> **Exercise brief**: Would you please transcribe exactly the lines from the one containing "indicate the row" through the end of the material below, and only those?

> **Dataset records**:

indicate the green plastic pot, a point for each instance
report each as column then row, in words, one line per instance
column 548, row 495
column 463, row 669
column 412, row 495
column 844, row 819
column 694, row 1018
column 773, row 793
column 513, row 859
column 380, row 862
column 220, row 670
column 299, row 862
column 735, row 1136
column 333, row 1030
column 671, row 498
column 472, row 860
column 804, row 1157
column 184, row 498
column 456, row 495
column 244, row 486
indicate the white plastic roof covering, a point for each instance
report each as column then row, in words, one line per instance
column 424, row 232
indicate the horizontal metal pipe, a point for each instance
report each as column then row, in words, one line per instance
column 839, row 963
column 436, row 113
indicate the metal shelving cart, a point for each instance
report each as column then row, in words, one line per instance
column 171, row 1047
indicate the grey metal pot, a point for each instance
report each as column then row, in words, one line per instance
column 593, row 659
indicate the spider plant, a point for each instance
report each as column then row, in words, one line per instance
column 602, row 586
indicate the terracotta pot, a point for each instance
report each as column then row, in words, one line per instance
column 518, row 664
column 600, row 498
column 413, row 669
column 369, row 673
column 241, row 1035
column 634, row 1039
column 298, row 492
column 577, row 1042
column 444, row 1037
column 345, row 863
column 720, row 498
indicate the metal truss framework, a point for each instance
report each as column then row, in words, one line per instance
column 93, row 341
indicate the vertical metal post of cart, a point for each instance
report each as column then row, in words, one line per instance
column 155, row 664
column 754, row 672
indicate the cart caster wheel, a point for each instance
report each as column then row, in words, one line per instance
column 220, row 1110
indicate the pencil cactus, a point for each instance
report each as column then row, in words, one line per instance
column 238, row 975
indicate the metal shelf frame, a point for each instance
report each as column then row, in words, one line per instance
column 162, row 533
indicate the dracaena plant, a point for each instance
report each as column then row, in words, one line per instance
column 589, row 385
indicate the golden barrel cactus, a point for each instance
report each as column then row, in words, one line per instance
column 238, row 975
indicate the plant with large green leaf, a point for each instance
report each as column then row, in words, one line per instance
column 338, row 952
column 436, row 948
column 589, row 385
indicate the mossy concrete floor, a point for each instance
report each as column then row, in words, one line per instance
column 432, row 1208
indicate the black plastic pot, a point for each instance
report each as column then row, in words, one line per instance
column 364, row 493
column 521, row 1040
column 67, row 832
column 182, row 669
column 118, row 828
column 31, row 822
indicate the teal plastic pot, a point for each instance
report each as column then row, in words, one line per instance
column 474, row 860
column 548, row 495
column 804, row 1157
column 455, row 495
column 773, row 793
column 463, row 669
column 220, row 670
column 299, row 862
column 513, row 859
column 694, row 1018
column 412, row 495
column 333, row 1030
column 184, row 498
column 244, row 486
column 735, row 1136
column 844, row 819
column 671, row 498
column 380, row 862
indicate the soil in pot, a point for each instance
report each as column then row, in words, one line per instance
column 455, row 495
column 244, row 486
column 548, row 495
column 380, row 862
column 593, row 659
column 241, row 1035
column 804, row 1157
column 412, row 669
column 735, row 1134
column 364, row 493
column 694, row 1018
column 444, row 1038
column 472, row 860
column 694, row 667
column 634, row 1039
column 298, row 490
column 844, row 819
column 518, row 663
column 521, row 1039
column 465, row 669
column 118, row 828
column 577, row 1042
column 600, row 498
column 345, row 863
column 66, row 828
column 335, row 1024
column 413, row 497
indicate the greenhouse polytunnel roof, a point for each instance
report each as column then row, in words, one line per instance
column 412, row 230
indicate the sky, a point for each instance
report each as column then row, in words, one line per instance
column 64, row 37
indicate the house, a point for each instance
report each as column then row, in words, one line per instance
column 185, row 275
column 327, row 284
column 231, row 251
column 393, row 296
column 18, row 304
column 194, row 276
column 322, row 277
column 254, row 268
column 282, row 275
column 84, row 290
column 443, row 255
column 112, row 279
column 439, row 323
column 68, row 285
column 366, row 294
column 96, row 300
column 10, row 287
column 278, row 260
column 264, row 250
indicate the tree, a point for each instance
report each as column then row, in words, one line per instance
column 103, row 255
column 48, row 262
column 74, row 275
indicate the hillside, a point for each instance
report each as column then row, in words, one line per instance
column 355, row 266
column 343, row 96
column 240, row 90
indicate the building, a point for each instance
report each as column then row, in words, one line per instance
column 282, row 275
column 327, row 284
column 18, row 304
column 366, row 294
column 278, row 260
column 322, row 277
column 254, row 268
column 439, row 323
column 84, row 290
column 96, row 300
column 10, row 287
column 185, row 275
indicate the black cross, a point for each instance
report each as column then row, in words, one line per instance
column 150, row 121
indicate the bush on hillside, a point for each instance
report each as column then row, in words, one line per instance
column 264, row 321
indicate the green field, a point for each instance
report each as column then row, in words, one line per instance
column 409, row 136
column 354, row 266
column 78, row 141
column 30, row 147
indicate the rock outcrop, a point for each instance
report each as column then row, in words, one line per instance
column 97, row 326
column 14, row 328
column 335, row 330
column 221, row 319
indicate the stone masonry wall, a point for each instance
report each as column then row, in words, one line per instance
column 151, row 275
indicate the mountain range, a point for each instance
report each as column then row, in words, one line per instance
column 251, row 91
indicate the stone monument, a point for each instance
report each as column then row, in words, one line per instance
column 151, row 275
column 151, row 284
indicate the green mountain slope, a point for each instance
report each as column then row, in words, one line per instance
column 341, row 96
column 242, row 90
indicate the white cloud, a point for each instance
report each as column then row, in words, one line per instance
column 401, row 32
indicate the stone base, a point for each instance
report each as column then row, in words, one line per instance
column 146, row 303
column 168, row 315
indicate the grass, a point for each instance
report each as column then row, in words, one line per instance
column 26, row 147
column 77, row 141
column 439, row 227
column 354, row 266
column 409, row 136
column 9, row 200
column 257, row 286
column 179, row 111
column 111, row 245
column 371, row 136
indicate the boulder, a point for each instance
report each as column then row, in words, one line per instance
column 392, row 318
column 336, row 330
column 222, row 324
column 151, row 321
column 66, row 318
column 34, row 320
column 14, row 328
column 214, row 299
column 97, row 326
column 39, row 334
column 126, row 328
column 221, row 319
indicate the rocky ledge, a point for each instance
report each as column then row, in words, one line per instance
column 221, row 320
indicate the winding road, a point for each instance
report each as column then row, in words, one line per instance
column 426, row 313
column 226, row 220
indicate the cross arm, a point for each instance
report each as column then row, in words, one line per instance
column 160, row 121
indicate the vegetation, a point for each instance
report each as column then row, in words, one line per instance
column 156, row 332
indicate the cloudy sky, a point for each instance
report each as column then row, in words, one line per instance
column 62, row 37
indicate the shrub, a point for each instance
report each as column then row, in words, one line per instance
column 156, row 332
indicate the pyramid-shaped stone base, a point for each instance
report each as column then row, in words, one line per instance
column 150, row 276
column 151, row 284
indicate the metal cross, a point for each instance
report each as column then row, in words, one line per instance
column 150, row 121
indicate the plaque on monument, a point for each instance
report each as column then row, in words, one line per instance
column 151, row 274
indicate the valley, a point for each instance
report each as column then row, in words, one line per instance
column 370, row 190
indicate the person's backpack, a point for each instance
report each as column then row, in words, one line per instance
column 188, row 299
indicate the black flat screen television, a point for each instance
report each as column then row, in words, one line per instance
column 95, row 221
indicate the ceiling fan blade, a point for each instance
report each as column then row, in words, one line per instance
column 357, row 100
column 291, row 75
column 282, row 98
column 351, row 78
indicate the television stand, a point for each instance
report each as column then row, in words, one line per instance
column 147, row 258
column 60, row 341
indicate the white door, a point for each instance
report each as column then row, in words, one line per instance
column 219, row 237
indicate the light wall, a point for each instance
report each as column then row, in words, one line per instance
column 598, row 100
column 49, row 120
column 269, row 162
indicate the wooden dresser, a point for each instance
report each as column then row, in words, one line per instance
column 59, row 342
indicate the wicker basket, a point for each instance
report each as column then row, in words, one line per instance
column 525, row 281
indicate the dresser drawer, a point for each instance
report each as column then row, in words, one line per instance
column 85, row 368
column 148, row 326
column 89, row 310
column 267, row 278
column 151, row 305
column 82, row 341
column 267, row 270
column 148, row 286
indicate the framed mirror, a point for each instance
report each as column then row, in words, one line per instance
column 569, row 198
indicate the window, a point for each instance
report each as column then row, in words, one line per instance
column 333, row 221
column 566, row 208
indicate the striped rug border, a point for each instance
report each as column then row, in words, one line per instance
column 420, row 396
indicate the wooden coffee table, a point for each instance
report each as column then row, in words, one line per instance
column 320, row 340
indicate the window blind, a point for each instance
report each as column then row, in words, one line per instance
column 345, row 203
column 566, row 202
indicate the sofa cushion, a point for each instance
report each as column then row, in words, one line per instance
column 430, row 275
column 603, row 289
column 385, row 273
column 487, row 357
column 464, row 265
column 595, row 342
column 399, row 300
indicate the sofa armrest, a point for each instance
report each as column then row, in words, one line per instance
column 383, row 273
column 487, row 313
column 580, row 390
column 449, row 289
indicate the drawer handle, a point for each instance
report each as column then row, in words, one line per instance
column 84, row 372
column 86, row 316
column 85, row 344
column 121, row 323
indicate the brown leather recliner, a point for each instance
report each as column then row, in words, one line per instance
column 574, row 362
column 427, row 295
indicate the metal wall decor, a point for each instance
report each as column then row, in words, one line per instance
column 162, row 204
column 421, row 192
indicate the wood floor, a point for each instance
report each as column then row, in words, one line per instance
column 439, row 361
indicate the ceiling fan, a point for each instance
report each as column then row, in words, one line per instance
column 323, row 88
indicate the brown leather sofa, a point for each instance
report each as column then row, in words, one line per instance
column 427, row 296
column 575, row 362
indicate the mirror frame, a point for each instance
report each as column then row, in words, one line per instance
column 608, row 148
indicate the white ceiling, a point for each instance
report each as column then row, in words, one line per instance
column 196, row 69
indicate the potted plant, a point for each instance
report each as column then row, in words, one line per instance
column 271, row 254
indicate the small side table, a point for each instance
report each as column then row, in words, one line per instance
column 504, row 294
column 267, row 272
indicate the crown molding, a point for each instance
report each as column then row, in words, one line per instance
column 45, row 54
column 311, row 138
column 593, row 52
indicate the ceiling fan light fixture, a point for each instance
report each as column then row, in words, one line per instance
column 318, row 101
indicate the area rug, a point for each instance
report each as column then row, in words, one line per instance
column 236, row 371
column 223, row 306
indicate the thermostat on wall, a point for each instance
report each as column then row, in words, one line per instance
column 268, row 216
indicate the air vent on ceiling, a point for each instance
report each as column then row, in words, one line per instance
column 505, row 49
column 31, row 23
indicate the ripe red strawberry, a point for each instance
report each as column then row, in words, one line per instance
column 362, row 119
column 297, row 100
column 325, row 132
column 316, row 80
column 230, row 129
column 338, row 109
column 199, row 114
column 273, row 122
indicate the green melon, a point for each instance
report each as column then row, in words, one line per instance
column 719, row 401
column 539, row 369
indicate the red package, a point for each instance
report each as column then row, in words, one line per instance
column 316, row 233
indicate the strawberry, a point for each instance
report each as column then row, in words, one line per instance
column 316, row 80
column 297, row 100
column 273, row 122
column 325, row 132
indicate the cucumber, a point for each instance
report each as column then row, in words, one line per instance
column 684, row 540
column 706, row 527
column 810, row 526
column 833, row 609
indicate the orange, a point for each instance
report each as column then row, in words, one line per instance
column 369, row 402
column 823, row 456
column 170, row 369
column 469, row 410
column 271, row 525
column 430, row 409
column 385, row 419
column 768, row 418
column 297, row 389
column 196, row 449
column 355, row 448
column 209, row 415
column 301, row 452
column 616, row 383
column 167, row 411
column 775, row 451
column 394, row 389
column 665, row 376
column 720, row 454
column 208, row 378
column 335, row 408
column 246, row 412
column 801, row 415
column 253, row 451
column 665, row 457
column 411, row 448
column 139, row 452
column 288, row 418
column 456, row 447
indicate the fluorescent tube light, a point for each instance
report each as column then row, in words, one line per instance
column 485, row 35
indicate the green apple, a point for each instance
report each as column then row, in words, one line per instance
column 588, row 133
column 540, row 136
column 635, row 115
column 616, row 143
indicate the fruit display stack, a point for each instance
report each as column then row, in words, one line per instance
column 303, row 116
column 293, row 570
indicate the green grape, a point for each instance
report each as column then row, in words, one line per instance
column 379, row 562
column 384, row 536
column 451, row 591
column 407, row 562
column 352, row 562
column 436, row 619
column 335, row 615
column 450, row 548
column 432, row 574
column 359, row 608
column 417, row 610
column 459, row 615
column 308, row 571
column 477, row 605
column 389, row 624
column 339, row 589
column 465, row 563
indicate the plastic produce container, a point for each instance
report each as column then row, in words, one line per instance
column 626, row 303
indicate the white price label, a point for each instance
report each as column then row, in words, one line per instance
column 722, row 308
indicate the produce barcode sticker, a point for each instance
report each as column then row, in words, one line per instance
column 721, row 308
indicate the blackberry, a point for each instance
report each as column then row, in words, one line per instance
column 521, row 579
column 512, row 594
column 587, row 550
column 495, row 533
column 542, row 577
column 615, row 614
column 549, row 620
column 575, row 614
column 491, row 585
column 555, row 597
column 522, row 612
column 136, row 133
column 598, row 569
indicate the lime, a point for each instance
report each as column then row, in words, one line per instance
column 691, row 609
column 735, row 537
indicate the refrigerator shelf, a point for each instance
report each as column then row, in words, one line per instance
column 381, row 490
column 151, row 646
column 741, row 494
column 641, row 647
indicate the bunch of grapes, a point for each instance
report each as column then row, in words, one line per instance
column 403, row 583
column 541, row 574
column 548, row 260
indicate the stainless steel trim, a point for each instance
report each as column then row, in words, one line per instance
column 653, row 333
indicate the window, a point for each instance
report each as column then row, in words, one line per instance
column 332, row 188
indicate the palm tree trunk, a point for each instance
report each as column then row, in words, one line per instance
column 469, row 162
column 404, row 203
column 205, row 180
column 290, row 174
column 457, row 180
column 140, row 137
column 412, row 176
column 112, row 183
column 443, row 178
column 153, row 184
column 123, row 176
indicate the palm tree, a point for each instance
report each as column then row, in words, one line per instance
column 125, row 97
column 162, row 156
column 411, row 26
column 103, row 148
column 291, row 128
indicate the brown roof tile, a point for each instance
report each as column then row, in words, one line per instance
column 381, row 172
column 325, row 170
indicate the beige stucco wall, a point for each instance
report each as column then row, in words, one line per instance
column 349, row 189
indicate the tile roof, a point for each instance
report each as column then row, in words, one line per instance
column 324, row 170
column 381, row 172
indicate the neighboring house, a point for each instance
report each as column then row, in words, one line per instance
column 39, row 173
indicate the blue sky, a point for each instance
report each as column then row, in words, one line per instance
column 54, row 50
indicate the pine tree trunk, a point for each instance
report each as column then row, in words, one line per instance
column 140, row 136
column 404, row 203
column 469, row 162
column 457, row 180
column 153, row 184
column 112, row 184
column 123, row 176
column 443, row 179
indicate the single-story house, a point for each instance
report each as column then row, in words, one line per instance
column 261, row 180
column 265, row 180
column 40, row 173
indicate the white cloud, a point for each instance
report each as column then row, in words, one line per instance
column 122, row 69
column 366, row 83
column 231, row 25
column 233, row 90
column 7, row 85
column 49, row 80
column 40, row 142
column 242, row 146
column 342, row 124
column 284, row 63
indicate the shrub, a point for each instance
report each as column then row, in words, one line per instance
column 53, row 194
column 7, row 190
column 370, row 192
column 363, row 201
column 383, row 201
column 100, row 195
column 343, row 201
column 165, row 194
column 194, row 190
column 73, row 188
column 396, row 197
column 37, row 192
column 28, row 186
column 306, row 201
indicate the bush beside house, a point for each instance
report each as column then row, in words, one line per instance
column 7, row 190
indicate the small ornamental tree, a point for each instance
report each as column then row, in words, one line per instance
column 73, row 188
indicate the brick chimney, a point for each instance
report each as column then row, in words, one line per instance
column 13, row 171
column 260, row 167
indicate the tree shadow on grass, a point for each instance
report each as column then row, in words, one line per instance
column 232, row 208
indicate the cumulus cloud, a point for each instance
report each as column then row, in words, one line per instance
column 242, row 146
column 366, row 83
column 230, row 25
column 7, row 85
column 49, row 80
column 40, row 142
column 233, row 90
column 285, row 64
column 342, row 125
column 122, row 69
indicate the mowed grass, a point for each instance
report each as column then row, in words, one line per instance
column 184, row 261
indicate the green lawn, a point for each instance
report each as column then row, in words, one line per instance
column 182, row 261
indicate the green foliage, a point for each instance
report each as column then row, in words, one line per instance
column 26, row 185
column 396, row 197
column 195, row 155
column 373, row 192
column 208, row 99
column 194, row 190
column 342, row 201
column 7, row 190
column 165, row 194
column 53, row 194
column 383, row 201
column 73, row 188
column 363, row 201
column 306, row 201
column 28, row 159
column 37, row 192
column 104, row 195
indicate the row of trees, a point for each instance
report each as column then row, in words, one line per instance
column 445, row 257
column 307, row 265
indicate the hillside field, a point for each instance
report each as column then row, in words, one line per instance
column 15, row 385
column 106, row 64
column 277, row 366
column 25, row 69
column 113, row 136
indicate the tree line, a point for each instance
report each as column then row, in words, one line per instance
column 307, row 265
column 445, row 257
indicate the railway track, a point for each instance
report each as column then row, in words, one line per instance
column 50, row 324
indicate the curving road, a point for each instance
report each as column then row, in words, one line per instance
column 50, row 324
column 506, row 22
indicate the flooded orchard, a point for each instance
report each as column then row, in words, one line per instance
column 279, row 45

> **Reply**:
indicate the row of trees, a point for each instance
report each as column then row, in words, one line per instance
column 445, row 257
column 307, row 265
indicate the hillside field, a point for each instance
report each as column then row, in words, one line per instance
column 15, row 385
column 106, row 64
column 277, row 366
column 25, row 69
column 113, row 136
indicate the tree line, a point for each instance
report each as column then row, in words, one line per instance
column 307, row 265
column 445, row 257
indicate the railway track, a point for each instance
report each as column then row, in words, one line per instance
column 50, row 324
indicate the curving road, a point for each instance
report each as column then row, in words, one line per instance
column 50, row 324
column 506, row 22
indicate the flooded orchard, a point for each instance
report each as column then row, in words, one line per instance
column 279, row 45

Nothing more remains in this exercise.